**** EXCERPT PROVIDED ****

Most scoring systems are binary: right or wrong, pass or fail. They're easy to understand but they discard enormous amounts of information. When a doctor says "I'm 60% confident this is a viral infection," does that confidence matter? When an analyst says "I'm fairly certain this acquisition will fail," is "fairly certain" 70% or 95%?

The Brier Score is the mathematical tool that makes probability forecasts measurable and comparable. It was invented by meteorologist Glenn Brier in 1950 to evaluate weather forecasts, and it's now a core tool in forecasting research, clinical medicine, and any domain where expressing confidence is as important as expressing a conclusion.

The mathematics, simply

The Brier Score for a single prediction is calculated as:

BS = (probability − outcome)²

Where "probability" is your stated confidence (expressed as a number between 0 and 1) and "outcome" is what actually happened (1 if the thing occurred, 0 if it didn't).

Examples:

  • You say 80% confident, and you're right: BS = (0.8 − 1)² = 0.04
  • You say 80% confident, and you're wrong: BS = (0.8 − 0)² = 0.64
  • You say 50% confident, and you're right: BS = (0.5 − 1)² = 0.25
  • You say 50% confident, and you're wrong: BS = (0.5 − 0)² = 0.25

Lower scores are better. A Brier Score of 0 is perfect — you only said 100% when you were right and 0% when you were wrong. A Brier Score of 0.25 is what you'd get by always saying "50% likely" — the uninformed baseline for binary questions.

**** SOURCE MATERIAL ****

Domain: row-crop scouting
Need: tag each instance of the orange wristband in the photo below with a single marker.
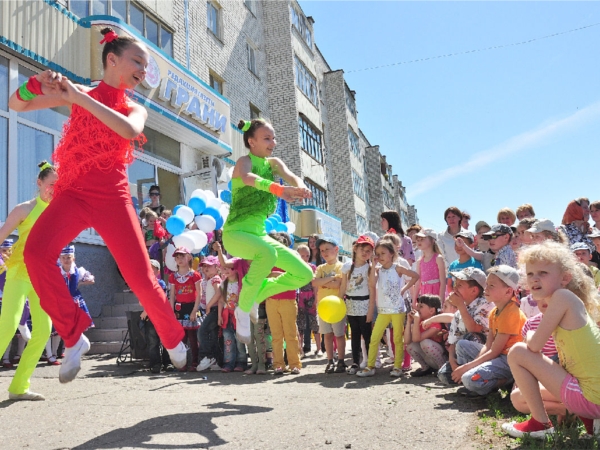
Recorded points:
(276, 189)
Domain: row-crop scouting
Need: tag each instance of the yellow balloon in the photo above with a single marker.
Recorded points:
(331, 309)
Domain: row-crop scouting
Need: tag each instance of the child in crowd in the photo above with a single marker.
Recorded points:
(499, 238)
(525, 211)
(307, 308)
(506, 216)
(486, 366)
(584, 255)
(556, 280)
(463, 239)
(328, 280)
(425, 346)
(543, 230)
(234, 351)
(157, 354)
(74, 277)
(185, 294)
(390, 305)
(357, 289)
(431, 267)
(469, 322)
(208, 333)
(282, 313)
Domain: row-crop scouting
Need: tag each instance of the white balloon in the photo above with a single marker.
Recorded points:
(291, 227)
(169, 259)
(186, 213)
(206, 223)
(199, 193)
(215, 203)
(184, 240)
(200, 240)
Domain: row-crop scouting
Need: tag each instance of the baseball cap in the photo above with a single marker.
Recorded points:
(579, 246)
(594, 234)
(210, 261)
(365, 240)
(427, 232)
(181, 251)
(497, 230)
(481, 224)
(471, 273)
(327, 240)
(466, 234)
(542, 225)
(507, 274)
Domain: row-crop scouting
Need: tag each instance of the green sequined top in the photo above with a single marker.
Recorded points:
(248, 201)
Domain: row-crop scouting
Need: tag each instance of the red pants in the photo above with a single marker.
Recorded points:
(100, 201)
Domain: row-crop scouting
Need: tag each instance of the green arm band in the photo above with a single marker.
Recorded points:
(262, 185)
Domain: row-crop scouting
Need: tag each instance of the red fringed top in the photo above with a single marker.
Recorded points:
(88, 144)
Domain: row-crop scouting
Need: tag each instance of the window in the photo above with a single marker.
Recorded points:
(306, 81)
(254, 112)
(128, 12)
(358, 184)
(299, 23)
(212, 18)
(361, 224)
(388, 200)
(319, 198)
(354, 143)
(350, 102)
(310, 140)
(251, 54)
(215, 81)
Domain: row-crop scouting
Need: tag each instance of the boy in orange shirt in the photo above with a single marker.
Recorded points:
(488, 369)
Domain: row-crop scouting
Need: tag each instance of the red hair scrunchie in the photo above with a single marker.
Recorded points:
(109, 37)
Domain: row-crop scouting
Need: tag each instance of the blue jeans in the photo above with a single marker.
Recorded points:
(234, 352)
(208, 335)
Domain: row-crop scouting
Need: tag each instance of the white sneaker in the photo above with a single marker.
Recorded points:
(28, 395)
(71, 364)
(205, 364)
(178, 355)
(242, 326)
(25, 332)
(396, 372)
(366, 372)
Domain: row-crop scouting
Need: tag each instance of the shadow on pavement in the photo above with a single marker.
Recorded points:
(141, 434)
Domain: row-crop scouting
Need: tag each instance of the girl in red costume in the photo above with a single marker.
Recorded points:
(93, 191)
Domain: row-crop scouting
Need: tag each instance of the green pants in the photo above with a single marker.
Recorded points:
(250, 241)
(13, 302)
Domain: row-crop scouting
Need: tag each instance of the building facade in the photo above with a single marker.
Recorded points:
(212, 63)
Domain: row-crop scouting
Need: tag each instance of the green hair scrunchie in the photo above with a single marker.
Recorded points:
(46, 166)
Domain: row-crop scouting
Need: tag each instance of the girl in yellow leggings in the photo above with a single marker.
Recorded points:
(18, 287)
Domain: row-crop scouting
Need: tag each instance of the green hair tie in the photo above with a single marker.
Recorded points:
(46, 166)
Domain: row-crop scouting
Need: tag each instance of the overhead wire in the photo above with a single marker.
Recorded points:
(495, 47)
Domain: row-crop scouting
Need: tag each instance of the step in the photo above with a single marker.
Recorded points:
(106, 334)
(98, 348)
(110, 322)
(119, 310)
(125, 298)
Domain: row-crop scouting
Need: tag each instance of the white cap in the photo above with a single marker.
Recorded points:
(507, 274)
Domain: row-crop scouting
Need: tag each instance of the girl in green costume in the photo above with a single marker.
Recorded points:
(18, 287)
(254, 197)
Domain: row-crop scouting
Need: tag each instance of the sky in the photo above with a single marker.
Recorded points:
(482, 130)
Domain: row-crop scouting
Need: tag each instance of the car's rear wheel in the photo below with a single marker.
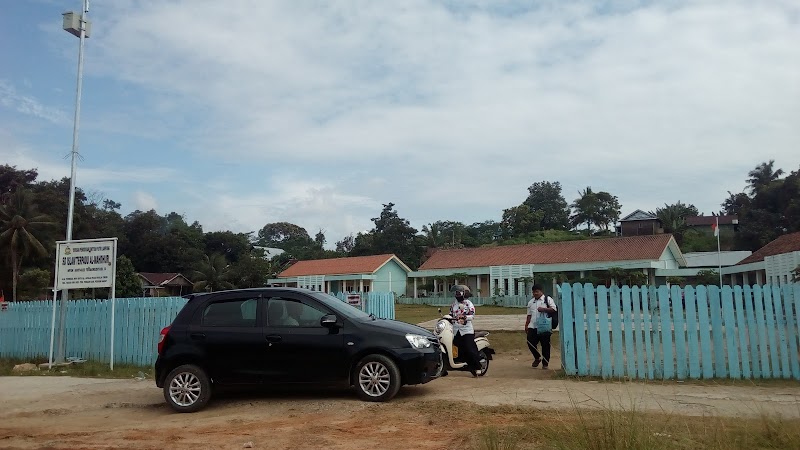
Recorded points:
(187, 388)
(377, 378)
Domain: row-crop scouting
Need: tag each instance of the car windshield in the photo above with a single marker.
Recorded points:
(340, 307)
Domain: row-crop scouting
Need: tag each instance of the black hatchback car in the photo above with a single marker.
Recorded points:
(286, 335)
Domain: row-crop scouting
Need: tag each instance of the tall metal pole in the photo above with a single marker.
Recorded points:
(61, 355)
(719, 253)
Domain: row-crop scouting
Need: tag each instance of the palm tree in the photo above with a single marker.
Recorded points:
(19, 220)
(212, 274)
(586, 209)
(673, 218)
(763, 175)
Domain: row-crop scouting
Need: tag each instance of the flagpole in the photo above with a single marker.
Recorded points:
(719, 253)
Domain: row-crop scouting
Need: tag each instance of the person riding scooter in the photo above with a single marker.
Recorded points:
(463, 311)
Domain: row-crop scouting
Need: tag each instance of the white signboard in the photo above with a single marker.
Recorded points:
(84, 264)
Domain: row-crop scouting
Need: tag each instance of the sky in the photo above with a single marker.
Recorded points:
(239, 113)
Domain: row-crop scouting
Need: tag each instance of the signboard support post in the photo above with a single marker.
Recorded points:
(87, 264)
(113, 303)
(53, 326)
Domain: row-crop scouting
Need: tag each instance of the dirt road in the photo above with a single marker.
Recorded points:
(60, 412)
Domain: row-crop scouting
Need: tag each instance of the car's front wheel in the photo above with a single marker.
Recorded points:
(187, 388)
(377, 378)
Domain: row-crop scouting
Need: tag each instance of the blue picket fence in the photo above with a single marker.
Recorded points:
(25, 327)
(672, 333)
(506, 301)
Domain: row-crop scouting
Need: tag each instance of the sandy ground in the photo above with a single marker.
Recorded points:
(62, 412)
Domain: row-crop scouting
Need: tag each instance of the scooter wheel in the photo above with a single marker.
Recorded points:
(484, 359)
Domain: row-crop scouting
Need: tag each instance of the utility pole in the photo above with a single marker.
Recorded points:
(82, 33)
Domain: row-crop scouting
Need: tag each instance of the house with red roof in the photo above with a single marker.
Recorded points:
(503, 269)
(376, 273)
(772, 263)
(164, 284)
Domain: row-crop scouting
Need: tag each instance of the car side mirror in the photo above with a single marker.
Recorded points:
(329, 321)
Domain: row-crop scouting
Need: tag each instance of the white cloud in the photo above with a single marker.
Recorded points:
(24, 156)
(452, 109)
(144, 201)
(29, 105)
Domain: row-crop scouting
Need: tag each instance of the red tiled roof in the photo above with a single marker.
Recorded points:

****

__ACTIVITY__.
Write out everything in the Brier Score explainer from "Most scoring systems" down to "70% or 95%?", word for word. These records have nothing to do with the Brier Score explainer.

__YOUR SOLUTION__.
Most scoring systems are binary: right or wrong, pass or fail. They're easy to understand but they discard enormous amounts of information. When a doctor says "I'm 60% confident this is a viral infection," does that confidence matter? When an analyst says "I'm fairly certain this acquisition will fail," is "fairly certain" 70% or 95%?